在酒店里面,塞西的政府代表全都待在酒店精致典雅的The Rosebery Lounge餐厅中,豪华的落地英式飘窗前站满了全副武装的军官,商人们围桌而坐,用阿拉伯语相互交谈,埃及政府的报道团队也在一旁等待着当晚的新闻简报。我的座位挨着一位来自埃及一家私人报纸Al-Masry Al-Youm的记者法西雅,她觉得媒体记者不会有多少机会问有空难的问题,「我们来这就是个摆设」,她说。

法西雅快四十了,她有着黑头发,是一个精力充沛的女性。在开罗解放广场运动后,她大部分时间里都在总统报道团队工作。她告诉我在穆尔西当政时,媒体与总统发言人互动还是很常见的,但是塞西当选后只召开过一次新闻发布会,记者们问的问题还是政府已经拟好的。「他们选了三个埃及记者,告诉他们问哪些问题」,法西雅说三位记者都向她确认了此事,她为此还写了一篇文章,「但之后的三个月他们禁止我踏入总统府!」她笑的很大声。

[数据集中列出的条目]
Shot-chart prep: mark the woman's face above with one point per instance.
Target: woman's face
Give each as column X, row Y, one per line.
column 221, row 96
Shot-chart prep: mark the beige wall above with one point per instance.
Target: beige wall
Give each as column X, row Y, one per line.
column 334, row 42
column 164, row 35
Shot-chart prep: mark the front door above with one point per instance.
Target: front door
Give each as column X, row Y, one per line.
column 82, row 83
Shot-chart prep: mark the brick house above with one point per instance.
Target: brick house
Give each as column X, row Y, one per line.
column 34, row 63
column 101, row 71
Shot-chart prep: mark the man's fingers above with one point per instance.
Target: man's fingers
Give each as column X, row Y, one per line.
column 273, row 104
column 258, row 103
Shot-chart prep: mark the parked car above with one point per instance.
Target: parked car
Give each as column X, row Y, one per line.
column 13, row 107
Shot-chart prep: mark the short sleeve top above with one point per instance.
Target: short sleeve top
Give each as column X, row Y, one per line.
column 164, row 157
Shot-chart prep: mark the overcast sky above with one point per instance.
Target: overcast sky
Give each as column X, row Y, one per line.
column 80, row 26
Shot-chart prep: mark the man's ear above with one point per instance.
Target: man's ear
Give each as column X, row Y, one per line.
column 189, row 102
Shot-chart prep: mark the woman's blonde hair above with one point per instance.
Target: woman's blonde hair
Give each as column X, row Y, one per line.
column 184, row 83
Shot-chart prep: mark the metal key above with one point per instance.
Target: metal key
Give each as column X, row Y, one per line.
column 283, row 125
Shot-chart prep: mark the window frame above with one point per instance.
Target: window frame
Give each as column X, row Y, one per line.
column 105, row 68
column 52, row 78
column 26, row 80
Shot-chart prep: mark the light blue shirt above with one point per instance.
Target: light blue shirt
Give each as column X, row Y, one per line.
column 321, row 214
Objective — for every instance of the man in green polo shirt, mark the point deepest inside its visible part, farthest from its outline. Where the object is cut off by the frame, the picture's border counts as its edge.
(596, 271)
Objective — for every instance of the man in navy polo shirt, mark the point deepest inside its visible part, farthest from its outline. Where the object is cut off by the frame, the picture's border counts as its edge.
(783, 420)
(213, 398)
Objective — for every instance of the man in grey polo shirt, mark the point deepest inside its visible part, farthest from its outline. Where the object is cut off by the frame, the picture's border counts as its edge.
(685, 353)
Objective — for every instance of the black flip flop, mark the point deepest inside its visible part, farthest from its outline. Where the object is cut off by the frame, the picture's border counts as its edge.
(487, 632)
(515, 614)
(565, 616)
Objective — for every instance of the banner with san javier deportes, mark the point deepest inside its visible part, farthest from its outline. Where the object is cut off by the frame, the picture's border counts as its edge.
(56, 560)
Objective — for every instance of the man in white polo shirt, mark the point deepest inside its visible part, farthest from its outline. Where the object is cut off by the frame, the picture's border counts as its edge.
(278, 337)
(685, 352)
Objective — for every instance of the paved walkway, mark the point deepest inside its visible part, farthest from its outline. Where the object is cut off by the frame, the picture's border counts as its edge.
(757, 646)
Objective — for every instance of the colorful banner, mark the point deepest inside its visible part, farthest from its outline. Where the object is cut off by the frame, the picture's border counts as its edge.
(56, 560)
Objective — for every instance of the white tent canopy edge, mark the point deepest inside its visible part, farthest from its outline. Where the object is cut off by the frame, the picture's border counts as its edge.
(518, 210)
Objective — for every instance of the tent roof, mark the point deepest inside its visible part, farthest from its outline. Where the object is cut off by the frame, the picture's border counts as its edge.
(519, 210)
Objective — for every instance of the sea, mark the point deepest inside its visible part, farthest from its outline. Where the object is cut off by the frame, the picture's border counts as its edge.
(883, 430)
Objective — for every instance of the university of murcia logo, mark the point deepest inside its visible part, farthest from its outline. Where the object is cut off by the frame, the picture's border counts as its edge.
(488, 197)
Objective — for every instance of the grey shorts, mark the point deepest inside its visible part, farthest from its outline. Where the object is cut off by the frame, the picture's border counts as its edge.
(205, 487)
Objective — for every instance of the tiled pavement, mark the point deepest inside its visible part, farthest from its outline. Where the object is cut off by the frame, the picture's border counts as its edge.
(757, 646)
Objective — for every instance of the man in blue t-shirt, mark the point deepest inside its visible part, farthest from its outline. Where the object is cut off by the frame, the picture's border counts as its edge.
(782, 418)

练习题目 ▸
1. 找出这段讲埃及总统报道团队的文本里提到的所有人名。
2. 接着讲埃及记者法西雅的这段文本往下写,从最后一句之后开始。

题目答案 ▸
1. 塞西、法西雅、穆尔西

2.
政变后,塞西希望得到媒体的支持。许多记者都对穆兄会感到不信任和惧怕,穆尔西被罢黜后,他们松了一口气。塞西解密中有一段关于这个时期的视频,一位穿着制服的官员向塞西问如何处理好与媒体的关系,「在我看来,埃及的媒体控制在二十到二十五个人的手里」,他说,「这些人都可以联系到,而且我们不必宣扬出去。」事实上,塞西与媒体关键人物的会面也并没有像那位官员说的那样秘而不宣。

政变后的最初几年,塞西与一些知名的编辑或脱口秀主持人的谈话经常被上传到视频网站Youtube上。在一次会面中,塞西要求记者们不公开发表敏感信息,而是把它们交给当局,「如果你们掌握了有关敏感议题的信息,为什么不悄悄的交给政府呢?」在埃及,总统对于媒体的控制一直都建立在私人之间的谈话上,网络并没有限制,也没有正式的审查。

在穆巴拉克时期,媒体言论并没有明确的界限,施加威胁或给予奖赏,是政府用来维持与媒体微妙关系的手段。革命发生后,对媒体的压制随着穆巴拉克的垮台一起倒塌,埃及媒体享受了两年半的新闻自由,之后他们对塞西一直都很支持。直到这次伦敦之行,媒体开始对政府提出了异议,最近他们发出了一系列关于亚历山大洪水和公共设施管理糟糕的报道。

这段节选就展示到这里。